Pick out and copy every line below that has the word "mountain".
Segment Start: Records
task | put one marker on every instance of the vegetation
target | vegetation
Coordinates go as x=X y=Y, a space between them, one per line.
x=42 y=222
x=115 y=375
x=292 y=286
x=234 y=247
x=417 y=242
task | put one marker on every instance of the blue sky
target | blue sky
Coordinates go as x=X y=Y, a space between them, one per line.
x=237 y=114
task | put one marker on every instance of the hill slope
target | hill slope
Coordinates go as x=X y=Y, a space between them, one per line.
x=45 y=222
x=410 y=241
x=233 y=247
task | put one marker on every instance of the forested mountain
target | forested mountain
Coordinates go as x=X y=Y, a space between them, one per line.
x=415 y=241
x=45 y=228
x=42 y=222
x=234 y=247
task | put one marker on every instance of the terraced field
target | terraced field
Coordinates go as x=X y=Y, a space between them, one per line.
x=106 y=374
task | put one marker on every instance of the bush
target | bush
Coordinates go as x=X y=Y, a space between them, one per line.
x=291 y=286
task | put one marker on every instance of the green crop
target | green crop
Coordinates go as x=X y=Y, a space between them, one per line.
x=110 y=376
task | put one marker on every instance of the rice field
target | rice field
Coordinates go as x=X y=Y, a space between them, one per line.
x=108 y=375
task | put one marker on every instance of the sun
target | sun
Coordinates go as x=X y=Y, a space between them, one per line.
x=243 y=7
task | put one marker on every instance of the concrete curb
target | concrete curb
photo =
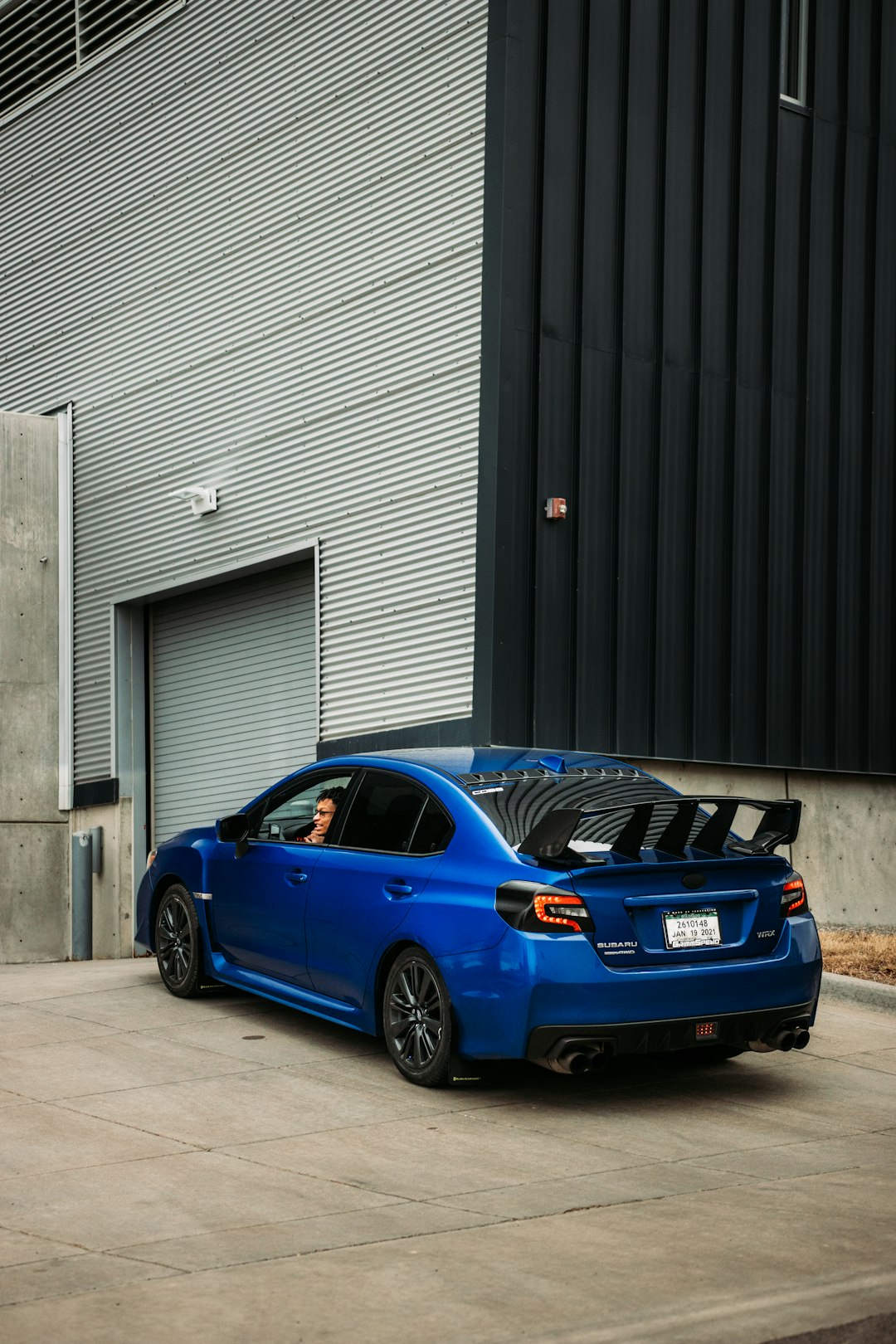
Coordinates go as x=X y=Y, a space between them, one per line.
x=868 y=993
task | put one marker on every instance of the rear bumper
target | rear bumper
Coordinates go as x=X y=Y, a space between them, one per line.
x=503 y=995
x=648 y=1038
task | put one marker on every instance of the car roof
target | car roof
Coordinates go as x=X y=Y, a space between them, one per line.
x=464 y=762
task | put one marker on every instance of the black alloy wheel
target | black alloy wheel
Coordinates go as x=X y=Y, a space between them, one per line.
x=178 y=947
x=416 y=1019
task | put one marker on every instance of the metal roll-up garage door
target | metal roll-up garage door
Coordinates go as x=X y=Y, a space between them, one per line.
x=234 y=694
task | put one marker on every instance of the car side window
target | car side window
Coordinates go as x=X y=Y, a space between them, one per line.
x=394 y=815
x=289 y=815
Segment End: Records
Written answer -
task | put one marker on every instance of the forested mountain
target | forested mountain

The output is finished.